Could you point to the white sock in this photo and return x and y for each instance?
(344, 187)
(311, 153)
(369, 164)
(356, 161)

---

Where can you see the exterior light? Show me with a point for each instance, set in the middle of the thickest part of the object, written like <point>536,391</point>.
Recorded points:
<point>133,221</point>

--

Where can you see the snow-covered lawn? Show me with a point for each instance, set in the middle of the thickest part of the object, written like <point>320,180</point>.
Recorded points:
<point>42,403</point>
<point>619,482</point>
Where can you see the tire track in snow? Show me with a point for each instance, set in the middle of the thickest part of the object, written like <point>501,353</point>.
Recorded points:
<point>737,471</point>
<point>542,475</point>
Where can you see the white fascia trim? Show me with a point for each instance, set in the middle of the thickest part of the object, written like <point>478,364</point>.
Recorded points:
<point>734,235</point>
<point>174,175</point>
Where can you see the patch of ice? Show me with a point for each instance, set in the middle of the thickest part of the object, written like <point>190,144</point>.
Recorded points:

*Goal of the exercise:* Tally the lines of the listing that include "snow". Reply with nothing but the count.

*Task response:* 2